(Collected data entries)

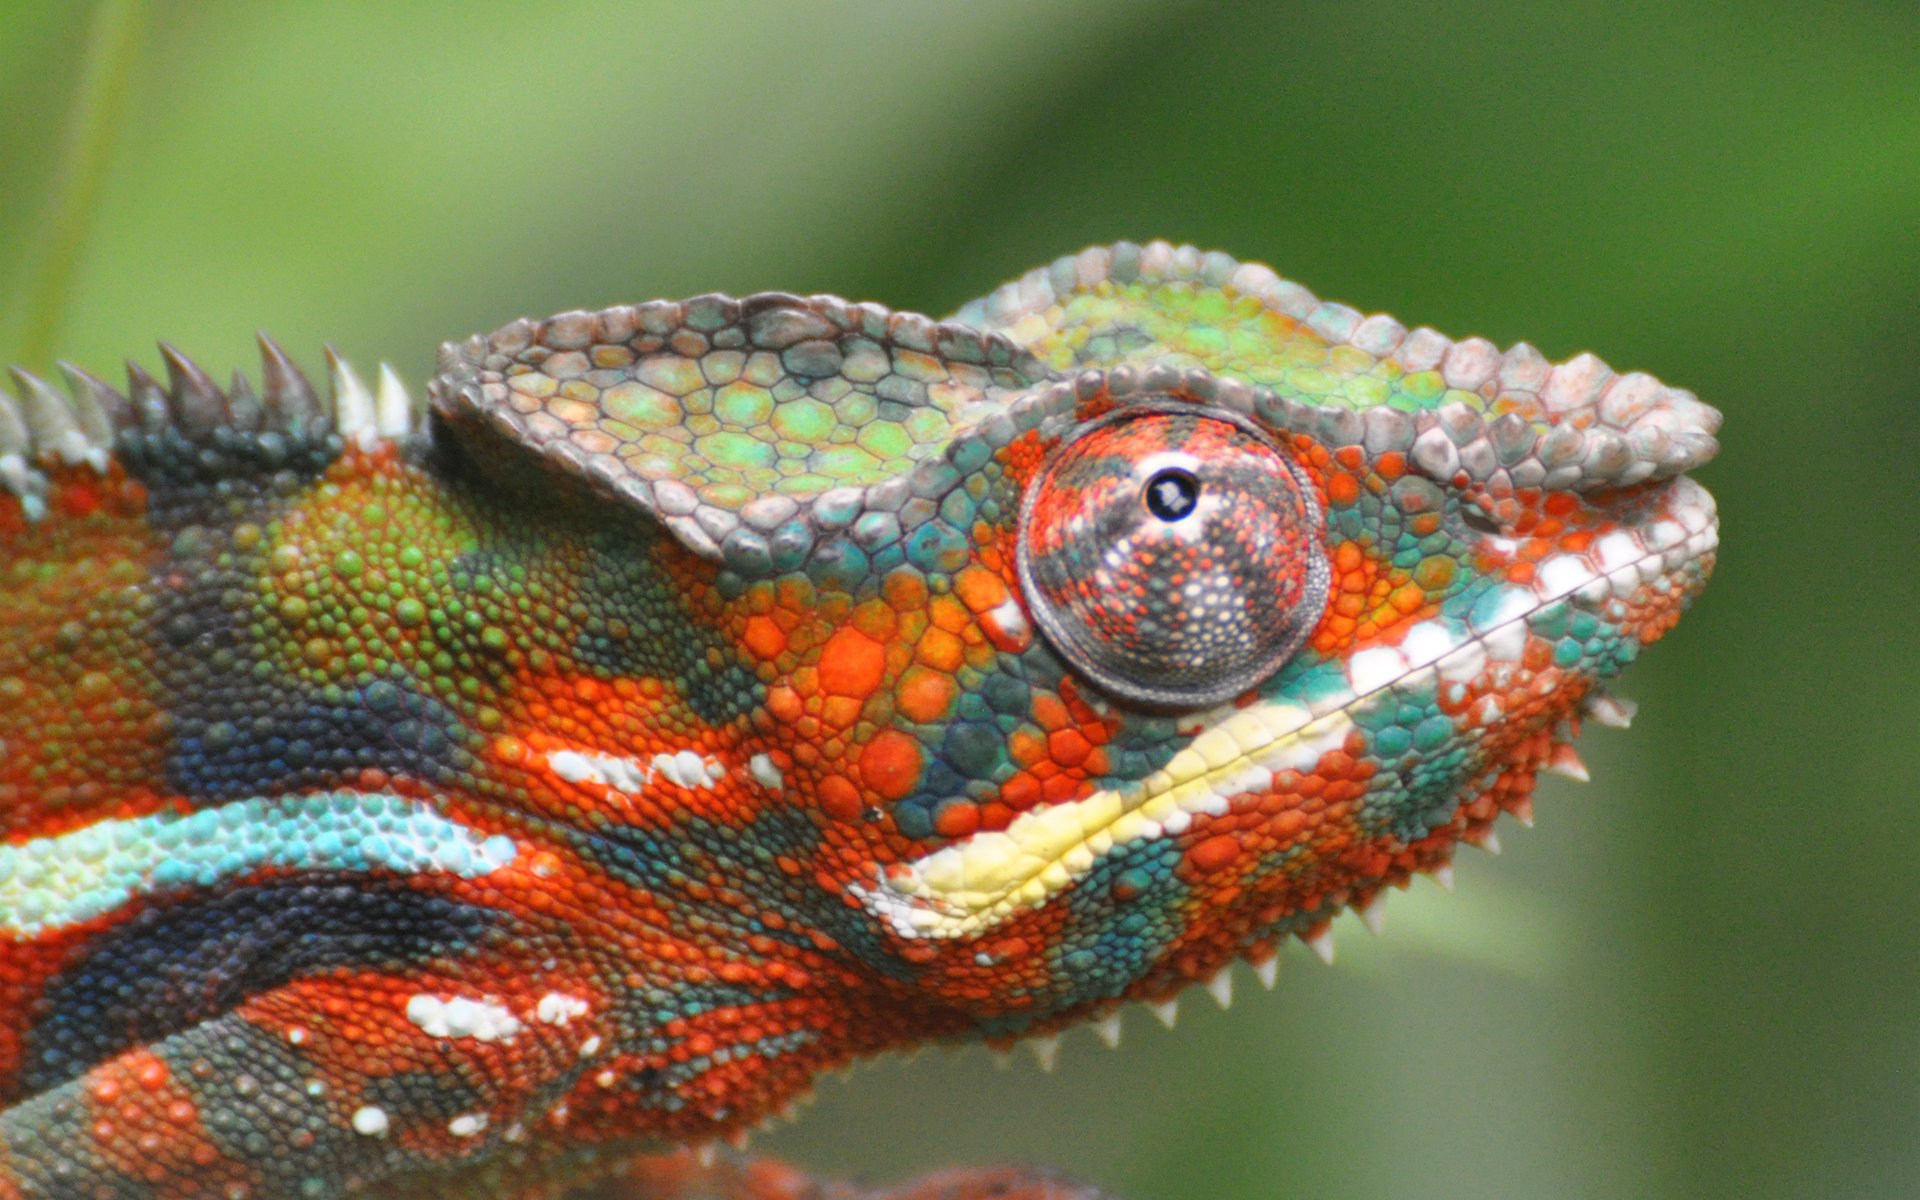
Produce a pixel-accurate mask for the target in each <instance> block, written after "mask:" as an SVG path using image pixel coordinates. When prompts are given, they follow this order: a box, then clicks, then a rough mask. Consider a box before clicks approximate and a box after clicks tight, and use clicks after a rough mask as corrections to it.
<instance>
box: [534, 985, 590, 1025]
mask: <svg viewBox="0 0 1920 1200" xmlns="http://www.w3.org/2000/svg"><path fill="white" fill-rule="evenodd" d="M586 1014H588V1002H586V1000H582V998H580V996H568V995H566V993H557V991H549V993H547V995H543V996H540V1004H536V1006H534V1020H536V1021H540V1023H543V1025H564V1023H566V1021H570V1020H574V1018H584V1016H586Z"/></svg>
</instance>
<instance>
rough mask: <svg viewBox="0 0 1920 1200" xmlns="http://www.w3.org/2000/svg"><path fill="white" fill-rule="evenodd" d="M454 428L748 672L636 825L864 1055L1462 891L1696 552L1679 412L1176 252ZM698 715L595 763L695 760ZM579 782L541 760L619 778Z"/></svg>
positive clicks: (774, 339) (728, 317)
mask: <svg viewBox="0 0 1920 1200" xmlns="http://www.w3.org/2000/svg"><path fill="white" fill-rule="evenodd" d="M434 396H436V401H434V403H436V417H438V420H440V422H442V426H444V428H445V430H451V432H453V434H455V442H457V444H459V445H463V447H465V453H468V455H470V457H474V459H482V461H492V463H495V465H501V467H503V468H505V467H507V465H511V463H515V461H524V455H522V451H524V449H528V447H532V449H536V451H538V455H536V459H538V461H540V463H543V465H545V467H549V468H553V470H559V472H563V474H566V476H572V478H574V480H576V482H578V484H580V486H584V488H586V490H591V492H597V493H599V495H603V497H612V499H618V501H620V503H622V505H624V507H626V511H630V513H632V515H634V516H636V518H637V520H636V522H634V526H636V528H637V530H641V534H645V536H643V540H641V545H643V551H639V553H641V555H643V557H645V561H647V564H649V570H647V572H643V578H641V576H636V580H637V582H636V584H634V586H636V588H657V582H655V580H659V578H672V580H676V584H674V588H672V591H674V593H676V595H687V597H693V599H691V601H687V603H685V605H684V607H680V609H676V612H674V620H682V622H685V624H684V628H685V632H687V637H691V639H693V641H697V643H699V645H701V647H705V649H703V659H701V662H703V664H701V670H705V672H710V676H714V678H720V676H728V678H733V680H737V682H739V684H737V685H735V687H732V691H730V697H732V701H730V703H726V705H716V703H712V701H707V703H705V708H703V710H701V720H705V722H708V724H710V726H712V728H722V730H724V733H716V735H708V737H707V739H705V741H701V743H699V747H697V753H695V756H693V764H699V762H710V764H712V772H714V774H712V780H710V781H707V783H701V781H699V780H695V778H693V776H697V774H699V772H697V770H693V766H687V764H685V762H682V766H676V768H672V770H668V772H666V774H668V781H670V783H674V785H676V787H678V791H676V789H674V787H668V789H664V791H662V797H680V793H682V791H689V789H697V787H703V785H705V787H708V789H710V787H714V783H712V781H716V780H720V778H722V776H724V778H726V780H728V783H726V787H733V785H735V781H737V789H735V791H733V793H730V799H728V801H726V804H718V803H714V801H710V799H703V801H699V803H695V801H680V799H662V801H660V803H662V804H685V812H684V814H682V816H685V818H687V820H693V818H697V820H703V822H718V824H720V826H726V828H728V829H730V831H732V833H730V835H728V837H726V839H720V845H732V847H733V851H737V864H735V866H737V870H739V872H741V876H739V877H743V879H749V883H741V889H743V891H745V893H747V897H749V902H751V904H755V906H756V908H758V910H760V912H762V914H780V918H781V920H780V922H776V924H778V925H780V927H797V925H801V924H806V925H808V927H812V929H814V931H816V933H814V945H816V947H831V954H837V956H839V958H841V960H843V962H847V964H852V966H851V970H854V973H856V975H858V977H862V979H866V981H868V985H870V989H872V993H874V996H877V998H879V1000H876V1008H874V1012H877V1014H883V1018H885V1020H879V1021H872V1020H870V1021H868V1025H866V1031H864V1033H862V1037H866V1039H868V1044H883V1043H889V1041H906V1039H914V1037H925V1035H929V1033H933V1035H987V1037H1016V1035H1025V1033H1037V1031H1046V1029H1050V1027H1054V1025H1060V1023H1066V1021H1071V1020H1081V1018H1089V1016H1096V1014H1102V1012H1106V1010H1108V1008H1112V1006H1114V1004H1117V1002H1121V1000H1160V998H1165V996H1169V995H1171V993H1175V991H1177V989H1181V987H1185V985H1187V983H1192V981H1198V979H1208V977H1212V975H1213V973H1215V972H1219V970H1221V968H1225V966H1227V964H1231V962H1233V960H1235V958H1252V960H1254V962H1256V964H1261V962H1267V960H1271V958H1273V954H1275V952H1277V947H1279V943H1281V939H1284V937H1302V939H1308V941H1317V939H1319V937H1321V935H1323V933H1325V929H1327V922H1329V918H1331V916H1334V914H1336V912H1338V910H1340V908H1344V906H1350V904H1352V906H1365V904H1369V902H1373V900H1375V897H1377V895H1379V893H1380V891H1382V889H1386V887H1396V885H1404V883H1405V881H1407V879H1409V877H1411V874H1415V872H1423V870H1425V872H1434V870H1444V868H1446V864H1448V860H1450V856H1452V852H1453V847H1455V845H1457V843H1459V841H1478V839H1484V837H1486V835H1488V831H1490V828H1492V822H1494V818H1496V816H1500V812H1503V810H1505V812H1521V814H1524V812H1526V810H1528V797H1530V791H1532V785H1534V776H1536V772H1540V770H1544V768H1559V770H1567V772H1578V770H1580V768H1578V758H1574V756H1572V751H1571V741H1572V737H1574V733H1576V732H1578V726H1580V720H1582V716H1590V718H1599V720H1603V722H1607V724H1617V720H1619V718H1620V716H1622V712H1624V705H1622V703H1620V701H1613V699H1611V697H1607V695H1605V691H1603V685H1605V684H1607V680H1611V678H1613V676H1615V674H1619V672H1620V670H1622V668H1624V666H1626V664H1628V662H1632V660H1634V657H1636V655H1638V653H1640V649H1642V647H1645V645H1647V643H1651V641H1655V639H1659V637H1661V636H1663V634H1665V632H1667V630H1668V628H1670V626H1672V624H1674V622H1676V620H1678V616H1680V612H1682V611H1684V607H1686V605H1688V603H1690V601H1692V597H1693V595H1695V593H1697V591H1699V588H1701V586H1703V582H1705V578H1707V572H1709V568H1711V564H1713V551H1715V545H1716V526H1715V511H1713V501H1711V497H1709V495H1707V493H1705V492H1703V490H1701V488H1699V486H1697V484H1693V482H1692V480H1688V478H1686V476H1684V472H1686V470H1690V468H1692V467H1695V465H1701V463H1705V461H1707V459H1711V457H1713V453H1715V449H1716V445H1715V438H1713V434H1715V428H1716V424H1718V415H1716V413H1715V411H1713V409H1709V407H1705V405H1701V403H1699V401H1697V399H1693V397H1692V396H1690V394H1686V392H1680V390H1672V388H1667V386H1663V384H1659V382H1657V380H1653V378H1649V376H1645V374H1615V372H1613V371H1611V369H1607V367H1605V365H1603V363H1599V361H1597V359H1594V357H1592V355H1582V357H1576V359H1572V361H1569V363H1561V365H1549V363H1548V361H1546V359H1542V357H1540V355H1538V353H1536V351H1534V349H1532V348H1528V346H1517V348H1513V349H1509V351H1498V349H1494V348H1492V346H1490V344H1486V342H1482V340H1463V342H1453V340H1448V338H1444V336H1440V334H1436V332H1434V330H1427V328H1421V330H1413V332H1409V330H1405V328H1404V326H1400V324H1398V323H1394V321H1390V319H1384V317H1369V319H1361V317H1359V315H1357V313H1354V311H1352V309H1346V307H1342V305H1331V303H1321V301H1317V300H1315V298H1311V296H1309V294H1308V292H1306V290H1304V288H1300V286H1298V284H1290V282H1284V280H1281V278H1277V276H1275V275H1273V273H1271V271H1267V269H1263V267H1254V265H1240V263H1235V261H1233V259H1227V257H1225V255H1202V253H1198V252H1192V250H1190V248H1171V246H1165V244H1152V246H1146V248H1140V246H1125V244H1123V246H1114V248H1102V250H1092V252H1087V253H1083V255H1077V257H1068V259H1062V261H1060V263H1054V265H1052V267H1048V269H1043V271H1037V273H1035V275H1031V276H1027V278H1023V280H1016V282H1014V284H1010V286H1008V288H1002V290H1000V292H996V294H995V296H991V298H987V300H983V301H977V303H973V305H968V307H966V309H962V313H960V315H958V317H956V319H954V321H950V323H933V321H927V319H924V317H914V315H899V313H887V311H885V309H877V307H876V305H851V303H845V301H837V300H833V298H810V300H803V298H793V296H758V298H749V300H743V301H735V300H726V298H695V300H689V301H684V303H670V305H668V303H662V305H643V307H639V309H611V311H605V313H568V315H561V317H555V319H551V321H545V323H518V324H515V326H509V328H507V330H501V332H499V334H493V336H492V338H476V340H472V342H468V344H465V346H455V348H449V351H447V355H445V361H444V372H442V376H440V380H438V382H436V388H434ZM509 449H511V451H513V453H511V455H509V453H507V451H509ZM653 684H657V682H649V687H651V685H653ZM670 684H672V682H668V691H670ZM649 695H659V689H655V691H651V693H649ZM676 730H680V733H674V732H676ZM684 730H685V720H680V718H676V720H664V722H653V724H651V726H645V733H643V737H645V739H647V741H645V745H639V747H618V753H620V756H622V758H624V760H628V762H636V760H637V762H655V764H659V762H674V758H672V756H674V755H676V753H682V749H676V745H672V737H674V735H680V737H685V733H684ZM662 739H664V741H662ZM591 753H597V751H591V749H589V747H582V749H574V751H564V755H570V756H563V758H555V755H549V760H553V762H559V768H557V770H563V772H564V770H572V772H574V774H576V776H578V778H588V780H589V783H591V785H595V787H597V785H609V787H618V785H620V778H614V774H609V772H611V770H612V768H591V762H601V760H597V758H591ZM634 755H637V758H636V756H634ZM649 755H651V758H649ZM582 764H586V766H582ZM595 770H597V776H595ZM662 770H664V768H662ZM676 772H678V774H676ZM682 774H685V776H687V778H685V780H682ZM636 780H637V778H636ZM636 785H637V783H636ZM689 795H691V793H689ZM716 852H720V854H726V852H730V851H724V849H722V851H716ZM766 864H778V870H774V868H768V866H766ZM768 877H770V879H774V883H768V885H766V887H764V889H762V891H760V893H756V891H753V887H755V883H753V881H760V879H768Z"/></svg>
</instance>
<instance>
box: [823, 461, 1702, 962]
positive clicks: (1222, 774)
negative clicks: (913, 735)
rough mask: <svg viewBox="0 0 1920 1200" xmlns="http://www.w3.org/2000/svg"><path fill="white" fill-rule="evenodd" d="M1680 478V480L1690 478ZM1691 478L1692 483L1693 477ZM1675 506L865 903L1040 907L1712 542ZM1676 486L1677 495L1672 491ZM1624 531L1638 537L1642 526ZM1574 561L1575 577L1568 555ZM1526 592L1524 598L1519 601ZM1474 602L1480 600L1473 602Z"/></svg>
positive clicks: (882, 917)
mask: <svg viewBox="0 0 1920 1200" xmlns="http://www.w3.org/2000/svg"><path fill="white" fill-rule="evenodd" d="M1688 482H1690V480H1688ZM1695 488H1697V486H1695ZM1699 497H1701V501H1703V503H1697V505H1695V507H1686V505H1680V503H1676V505H1674V507H1676V509H1678V511H1680V513H1682V515H1695V516H1697V520H1693V522H1692V528H1690V522H1686V520H1682V518H1674V516H1663V518H1661V520H1657V522H1649V530H1651V528H1657V526H1661V524H1668V526H1670V530H1668V532H1667V534H1665V536H1663V541H1661V545H1659V547H1655V549H1647V547H1645V545H1640V547H1638V549H1640V553H1636V555H1632V557H1622V553H1620V543H1611V545H1605V541H1607V540H1601V543H1596V547H1594V549H1592V551H1588V553H1590V555H1592V557H1594V559H1596V561H1597V564H1596V563H1594V561H1588V555H1555V557H1549V559H1546V561H1544V563H1542V564H1540V568H1538V570H1536V580H1534V584H1532V586H1526V588H1519V586H1509V588H1507V589H1505V591H1503V593H1498V603H1496V605H1494V607H1492V612H1490V614H1492V616H1494V618H1492V620H1488V624H1486V628H1475V626H1473V624H1471V620H1469V636H1467V637H1465V641H1461V639H1457V634H1448V632H1446V630H1444V628H1442V626H1440V624H1438V622H1421V624H1417V626H1413V628H1411V630H1407V634H1405V636H1404V637H1402V639H1400V641H1398V643H1396V645H1390V647H1371V649H1365V651H1359V653H1356V655H1354V657H1352V659H1348V664H1346V678H1348V685H1346V689H1342V691H1332V693H1329V697H1327V699H1329V701H1332V703H1325V705H1315V703H1308V705H1298V703H1290V701H1256V703H1254V705H1248V707H1244V708H1231V707H1223V708H1212V710H1210V712H1206V714H1200V718H1196V720H1198V722H1202V724H1204V728H1200V732H1198V733H1196V735H1194V737H1192V741H1188V743H1187V745H1185V747H1181V749H1179V751H1177V753H1175V755H1173V758H1169V760H1167V764H1165V766H1162V768H1158V770H1154V772H1152V774H1148V776H1146V778H1142V780H1135V781H1129V783H1123V785H1119V787H1102V789H1098V791H1094V793H1092V795H1087V797H1081V799H1077V801H1066V803H1060V804H1048V806H1044V808H1033V810H1027V812H1021V814H1020V816H1016V818H1014V820H1012V822H1010V824H1008V826H1006V828H1004V829H991V831H981V833H973V835H970V837H966V839H964V841H956V843H950V845H945V847H941V849H937V851H933V852H929V854H925V856H922V858H916V860H912V862H902V864H897V866H893V868H889V870H887V872H885V874H883V876H881V877H879V879H877V881H876V883H874V885H870V887H864V885H856V887H854V889H852V891H854V895H856V897H858V899H860V902H862V904H864V906H866V908H868V912H872V914H874V916H877V918H881V920H885V922H887V924H889V925H891V927H893V929H895V931H897V933H899V935H900V937H912V939H929V937H931V939H956V937H972V935H979V933H985V931H989V929H993V927H995V925H998V924H1000V922H1004V920H1008V918H1010V916H1014V914H1016V912H1021V910H1025V908H1039V906H1041V904H1044V902H1046V900H1048V899H1050V897H1054V895H1058V893H1062V891H1066V889H1068V887H1071V885H1073V881H1075V879H1079V877H1083V876H1085V874H1087V872H1089V870H1092V866H1094V864H1096V862H1098V860H1100V858H1102V856H1106V854H1108V852H1112V851H1114V849H1116V847H1121V845H1131V843H1135V841H1140V839H1152V837H1164V835H1179V833H1183V831H1185V829H1187V828H1188V826H1190V824H1192V820H1194V818H1196V816H1221V814H1225V812H1227V810H1229V806H1231V803H1233V799H1235V797H1240V795H1248V793H1254V791H1260V789H1263V787H1269V785H1271V781H1273V776H1277V774H1279V772H1283V770H1298V772H1302V774H1306V772H1309V770H1311V768H1313V766H1315V764H1317V762H1319V760H1321V756H1323V755H1325V753H1329V751H1334V749H1340V747H1342V745H1344V743H1346V737H1348V733H1350V732H1352V730H1354V720H1352V716H1350V712H1352V710H1354V708H1356V707H1359V705H1361V703H1363V701H1367V699H1371V697H1375V695H1379V693H1382V691H1386V689H1394V687H1428V685H1438V684H1440V682H1453V680H1473V678H1478V676H1480V674H1482V672H1484V670H1486V666H1488V664H1490V662H1519V660H1521V657H1523V655H1524V649H1526V637H1528V624H1530V622H1532V620H1534V618H1536V616H1540V614H1542V612H1546V611H1548V609H1549V607H1553V605H1563V603H1588V605H1599V603H1605V599H1607V597H1609V595H1615V597H1619V599H1626V597H1630V595H1632V593H1634V591H1636V589H1638V588H1642V586H1645V584H1651V582H1655V580H1659V578H1663V576H1672V574H1676V572H1680V570H1682V568H1684V566H1686V564H1688V563H1695V561H1699V559H1703V557H1707V555H1711V553H1713V551H1715V549H1716V547H1718V526H1716V522H1715V518H1713V509H1711V499H1709V497H1707V493H1705V490H1699ZM1678 499H1680V497H1676V501H1678ZM1619 536H1624V538H1628V540H1630V541H1636V543H1638V538H1632V536H1626V534H1615V536H1613V538H1619ZM1569 563H1576V564H1580V578H1574V576H1572V566H1571V564H1569ZM1517 605H1524V607H1517ZM1476 616H1478V612H1476Z"/></svg>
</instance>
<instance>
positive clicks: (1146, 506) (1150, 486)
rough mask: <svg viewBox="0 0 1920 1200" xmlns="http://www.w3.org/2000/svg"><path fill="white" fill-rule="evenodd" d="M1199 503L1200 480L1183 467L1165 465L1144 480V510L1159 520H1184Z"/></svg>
mask: <svg viewBox="0 0 1920 1200" xmlns="http://www.w3.org/2000/svg"><path fill="white" fill-rule="evenodd" d="M1196 503H1200V480H1198V478H1194V472H1190V470H1187V468H1185V467H1167V468H1165V470H1158V472H1154V478H1150V480H1146V511H1148V513H1152V515H1154V516H1158V518H1160V520H1165V522H1173V520H1185V518H1187V516H1188V515H1190V513H1192V511H1194V505H1196Z"/></svg>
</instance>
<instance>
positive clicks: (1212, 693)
mask: <svg viewBox="0 0 1920 1200" xmlns="http://www.w3.org/2000/svg"><path fill="white" fill-rule="evenodd" d="M1323 541H1325V540H1323V532H1321V513H1319V505H1317V503H1315V501H1313V490H1311V486H1309V484H1308V480H1306V478H1304V476H1302V474H1300V468H1298V467H1296V465H1294V463H1292V461H1290V459H1288V457H1286V453H1283V451H1281V449H1279V445H1275V444H1273V440H1271V438H1267V436H1265V434H1263V432H1261V430H1260V428H1258V426H1254V424H1252V422H1246V420H1242V419H1240V417H1235V415H1231V413H1221V411H1213V409H1196V407H1194V405H1188V403H1158V405H1156V403H1148V405H1129V407H1125V409H1117V411H1114V413H1110V415H1106V417H1102V419H1098V420H1094V422H1091V424H1087V426H1085V428H1083V430H1079V432H1077V434H1073V436H1071V438H1069V440H1068V442H1064V444H1062V445H1060V447H1058V449H1056V451H1054V455H1052V459H1050V461H1048V463H1046V465H1044V467H1043V470H1041V474H1039V476H1037V478H1035V480H1033V484H1031V486H1029V490H1027V497H1025V503H1023V507H1021V516H1020V551H1018V555H1020V580H1021V588H1023V589H1025V597H1027V607H1029V611H1031V612H1033V618H1035V622H1037V624H1039V626H1041V632H1043V634H1044V636H1046V639H1048V641H1050V643H1052V647H1054V649H1056V651H1058V653H1060V655H1062V657H1064V659H1066V660H1068V662H1069V664H1071V666H1073V668H1075V670H1077V672H1079V674H1083V676H1087V680H1091V682H1092V684H1096V685H1098V687H1100V689H1102V691H1108V693H1112V695H1116V697H1119V699H1125V701H1135V703H1140V705H1152V707H1164V708H1198V707H1206V705H1215V703H1221V701H1227V699H1231V697H1235V695H1240V693H1242V691H1246V689H1248V687H1254V685H1256V684H1260V682H1261V680H1265V678H1267V676H1271V674H1273V672H1275V670H1279V668H1281V664H1284V662H1286V660H1288V659H1290V657H1292V655H1294V651H1296V649H1298V647H1300V643H1302V641H1304V639H1306V636H1308V634H1309V632H1311V630H1313V624H1315V622H1317V620H1319V614H1321V609H1323V605H1325V599H1327V584H1329V566H1327V555H1325V549H1323Z"/></svg>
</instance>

## Directions for this task
Lines with "clicks": find them in the data and copy each one.

## Solution below
Produce a pixel-accurate mask for the target in each <instance> block, written after "mask:" as an SVG path using image pixel coordinates. When prompts are given, they follow this order: a box, then clicks, then a rough mask. Consider a box before clicks approximate and a box after clicks tight, and use clicks after a rough mask as corrections to it.
positive clicks: (774, 339) (728, 317)
positive clicks: (1222, 774)
negative clicks: (913, 735)
positive clicks: (882, 917)
positive clicks: (1146, 506) (1150, 486)
positive clicks: (1212, 693)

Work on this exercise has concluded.